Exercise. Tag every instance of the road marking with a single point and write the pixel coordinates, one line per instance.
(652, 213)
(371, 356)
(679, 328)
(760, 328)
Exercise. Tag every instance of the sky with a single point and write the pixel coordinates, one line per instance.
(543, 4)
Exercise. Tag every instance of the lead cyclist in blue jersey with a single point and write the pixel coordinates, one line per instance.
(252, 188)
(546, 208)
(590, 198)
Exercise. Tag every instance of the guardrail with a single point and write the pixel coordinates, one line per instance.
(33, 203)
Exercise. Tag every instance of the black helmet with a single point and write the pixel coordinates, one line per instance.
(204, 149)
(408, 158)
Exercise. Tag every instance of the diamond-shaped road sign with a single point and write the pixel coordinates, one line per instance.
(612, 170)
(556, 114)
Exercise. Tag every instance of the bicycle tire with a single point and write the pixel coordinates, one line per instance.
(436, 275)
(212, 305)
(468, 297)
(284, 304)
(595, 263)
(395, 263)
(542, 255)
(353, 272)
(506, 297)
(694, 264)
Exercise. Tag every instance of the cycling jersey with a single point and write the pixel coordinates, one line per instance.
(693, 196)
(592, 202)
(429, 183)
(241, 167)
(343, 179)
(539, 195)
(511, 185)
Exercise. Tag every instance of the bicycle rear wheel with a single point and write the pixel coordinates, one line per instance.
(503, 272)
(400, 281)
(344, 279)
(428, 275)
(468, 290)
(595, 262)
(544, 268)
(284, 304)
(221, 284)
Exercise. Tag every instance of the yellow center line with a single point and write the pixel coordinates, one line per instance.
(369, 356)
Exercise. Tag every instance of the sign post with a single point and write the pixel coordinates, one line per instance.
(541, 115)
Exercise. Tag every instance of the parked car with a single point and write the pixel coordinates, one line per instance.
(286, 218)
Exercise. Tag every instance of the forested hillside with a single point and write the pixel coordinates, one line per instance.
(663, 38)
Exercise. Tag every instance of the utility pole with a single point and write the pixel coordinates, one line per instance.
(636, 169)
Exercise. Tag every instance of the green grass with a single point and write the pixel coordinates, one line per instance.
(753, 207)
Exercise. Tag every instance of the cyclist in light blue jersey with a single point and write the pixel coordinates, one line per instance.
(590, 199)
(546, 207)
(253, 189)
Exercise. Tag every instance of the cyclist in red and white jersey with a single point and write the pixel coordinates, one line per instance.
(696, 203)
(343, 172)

Work item: Repeat each record word for word. Do not leave any out.

Problem solution:
Exercise. Tag every instance of the road marking with a single point and write the pixel coordinates, one line per instance.
(652, 213)
(371, 356)
(679, 328)
(760, 328)
Exercise. Tag every instance of the sky with a single point and write the pixel coordinates, one line per instance.
(543, 4)
Exercise. Tag every instance of the lead cyclist in blue jersey with a single point and write the pixel coordinates, one line per instance.
(252, 188)
(546, 208)
(590, 198)
Exercise. Tag every instance of the guardrail with a single point and write the pixel coordinates, one line per instance.
(33, 203)
Exercise. Tag every instance of the black helmet with a single point and write the pixel coordinates, one line per instance.
(204, 149)
(408, 158)
Exercise. Tag every instance of the diamond-shaped road sign with a single point and write the pixel coordinates, one line per instance.
(612, 170)
(556, 114)
Exercise. Tag every instance of the bicycle tire with a single point and write the pixel coordinates, one line per instance.
(436, 275)
(212, 305)
(468, 297)
(284, 304)
(595, 263)
(395, 263)
(542, 255)
(353, 272)
(506, 297)
(694, 264)
Exercise. Tag every instance of the cycling jersey with a single point and write the pixel coordinates, one line per instance.
(693, 196)
(592, 202)
(429, 183)
(241, 167)
(343, 179)
(539, 195)
(511, 185)
Exercise. Tag every instance of the bicycle rear wheel with a single point and write the pixel coordinates, one line per instance.
(503, 272)
(400, 281)
(344, 279)
(428, 275)
(468, 290)
(595, 262)
(544, 268)
(284, 304)
(221, 284)
Exercise. Tag every instance of the yellow center line with a single point and write the pixel coordinates, one line per instance.
(369, 356)
Exercise. Tag every instance of the sign post with a single point and write the pixel coordinates, one line per instance.
(541, 115)
Exercise. Tag every instance of the parked car with a single point and write the pixel coordinates, one line per instance.
(286, 218)
Exercise. Tag every instance of the forested hillside with a single point and write the pixel coordinates, one line per instance.
(663, 38)
Exercise. Tag every instance of the utility pole with a single point and write the pixel coordinates, one line per instance.
(636, 169)
Exercise. Tag every instance of the green grass with a single point and write the pixel coordinates, one line per instance.
(753, 207)
Exercise. Tag every instance of the cyclist in light blue jersey with a single point and write the pixel coordinates, one line per instance.
(590, 199)
(546, 207)
(253, 189)
Exercise. Tag every instance of the cyclist in red and white jersey with a single point and write the pixel coordinates, one line per instance.
(696, 203)
(343, 172)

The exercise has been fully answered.